**SHORT EXERCISE**
Your task is to print all of the material verbatim.

**Dataset rows**

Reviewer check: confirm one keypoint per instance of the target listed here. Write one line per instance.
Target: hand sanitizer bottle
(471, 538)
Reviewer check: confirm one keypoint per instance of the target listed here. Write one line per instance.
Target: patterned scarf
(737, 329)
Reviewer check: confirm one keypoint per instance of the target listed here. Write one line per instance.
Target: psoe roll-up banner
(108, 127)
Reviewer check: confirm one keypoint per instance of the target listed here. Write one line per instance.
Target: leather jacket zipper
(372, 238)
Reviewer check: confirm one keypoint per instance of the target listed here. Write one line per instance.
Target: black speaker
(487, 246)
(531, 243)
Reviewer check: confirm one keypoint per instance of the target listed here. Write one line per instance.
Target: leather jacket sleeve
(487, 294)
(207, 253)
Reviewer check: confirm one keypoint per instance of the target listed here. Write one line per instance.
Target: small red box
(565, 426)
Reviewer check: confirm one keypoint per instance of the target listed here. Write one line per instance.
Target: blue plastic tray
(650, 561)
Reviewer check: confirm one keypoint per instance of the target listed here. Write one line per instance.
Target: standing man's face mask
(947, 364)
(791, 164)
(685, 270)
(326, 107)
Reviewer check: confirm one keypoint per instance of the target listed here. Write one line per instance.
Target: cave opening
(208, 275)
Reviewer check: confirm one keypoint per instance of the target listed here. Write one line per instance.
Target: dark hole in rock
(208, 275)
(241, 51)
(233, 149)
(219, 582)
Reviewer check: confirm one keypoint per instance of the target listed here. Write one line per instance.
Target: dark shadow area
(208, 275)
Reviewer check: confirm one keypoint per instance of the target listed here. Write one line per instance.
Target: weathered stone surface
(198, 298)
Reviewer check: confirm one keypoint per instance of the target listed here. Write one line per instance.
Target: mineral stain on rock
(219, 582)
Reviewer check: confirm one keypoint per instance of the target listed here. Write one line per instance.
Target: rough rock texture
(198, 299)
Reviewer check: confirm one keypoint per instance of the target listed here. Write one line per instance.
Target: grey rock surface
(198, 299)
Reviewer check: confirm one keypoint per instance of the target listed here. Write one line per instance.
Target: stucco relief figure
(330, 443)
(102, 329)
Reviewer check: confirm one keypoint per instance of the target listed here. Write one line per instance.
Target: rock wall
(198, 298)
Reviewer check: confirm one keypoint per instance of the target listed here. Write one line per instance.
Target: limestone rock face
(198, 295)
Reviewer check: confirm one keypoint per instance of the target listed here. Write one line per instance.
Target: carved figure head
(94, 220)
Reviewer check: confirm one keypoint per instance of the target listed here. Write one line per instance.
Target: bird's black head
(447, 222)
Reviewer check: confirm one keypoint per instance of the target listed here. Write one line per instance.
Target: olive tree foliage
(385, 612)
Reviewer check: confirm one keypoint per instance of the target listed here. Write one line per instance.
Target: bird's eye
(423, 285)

**COMPLETE RESPONSE**
Reviewer check: confirm one keypoint per instance of the target listed here. Write one line per instance.
Target: hand sanitizer bottle
(471, 538)
Reviewer check: confirm one keypoint per instance of the target listed here. Write one line per instance.
Target: patterned scarf
(737, 329)
Reviewer check: confirm one keypoint per instance of the target listed here. Write one line per instance.
Target: psoe roll-up banner
(108, 127)
Reviewer check: confirm one keypoint per instance of the target listed here. Write one line per instance.
Target: leather jacket zipper
(372, 238)
Reviewer check: confirm one keypoint per instance of the target listed here. Write one line per instance.
Target: black speaker
(487, 246)
(531, 243)
Reviewer check: confirm one keypoint per instance of the target listed here. Write one line per instance.
Target: leather jacket sleeve
(487, 294)
(207, 253)
Reviewer check: confirm one keypoint per instance of the target listed here. Write one line per instance.
Target: small red box
(565, 426)
Reviewer check: confirm one keypoint per instance of the target listed here. Write one line per instance.
Target: blue plastic tray
(650, 561)
Reviewer check: confirm one keypoint per instance of the target listed here. Write one line per instance.
Target: standing man's face mask
(947, 364)
(791, 164)
(685, 270)
(326, 107)
Reviewer check: confirm one keypoint per instance of the target listed here. Write one line per instance.
Target: cave opening
(208, 275)
Reviewer check: confirm one keypoint per instance of the target listed here. Write one line per instance.
Target: dark hole in rock
(208, 275)
(241, 51)
(233, 149)
(219, 582)
Reviewer check: confirm one keypoint per instance of the target listed here. Write one line per instance.
Target: dark shadow area
(208, 275)
Reviewer check: confirm one keypoint per instance of the target listed here. Write one line per instance.
Target: weathered stone surface
(198, 298)
Reviewer check: confirm one keypoint per instance of the target listed here. Write one line per instance.
Target: mineral stain on rock
(219, 582)
Reviewer check: confirm one keypoint per instance of the target listed here. Write one line per instance.
Target: rough rock texture
(198, 299)
Reviewer check: confirm one keypoint per instance of the target listed here. Write one line per instance.
Target: grey rock surface
(198, 299)
Reviewer check: confirm one keypoint per instance of the target listed here. Write one line per instance.
Target: stucco relief figure
(330, 443)
(102, 329)
Reviewer check: confirm one keypoint per instance of the target listed here. Write one line per instance.
Target: rock wall
(198, 298)
Reviewer check: confirm one keypoint per instance of the target listed here. Write one line per instance.
Target: limestone rock face
(198, 295)
Reviewer check: confirm one keypoint per instance of the target listed here. Write one line per instance.
Target: carved figure head
(94, 220)
Reviewer check: confirm one keypoint per instance of the target listed here. Write one line per instance.
Target: bird's black head
(447, 222)
Reviewer check: confirm one keypoint per instance of the target listed here. Write one line per instance.
Target: olive tree foliage
(385, 612)
Reviewer check: confirm one keypoint per instance of the target listed here. Write one line per instance.
Target: bird's eye
(423, 285)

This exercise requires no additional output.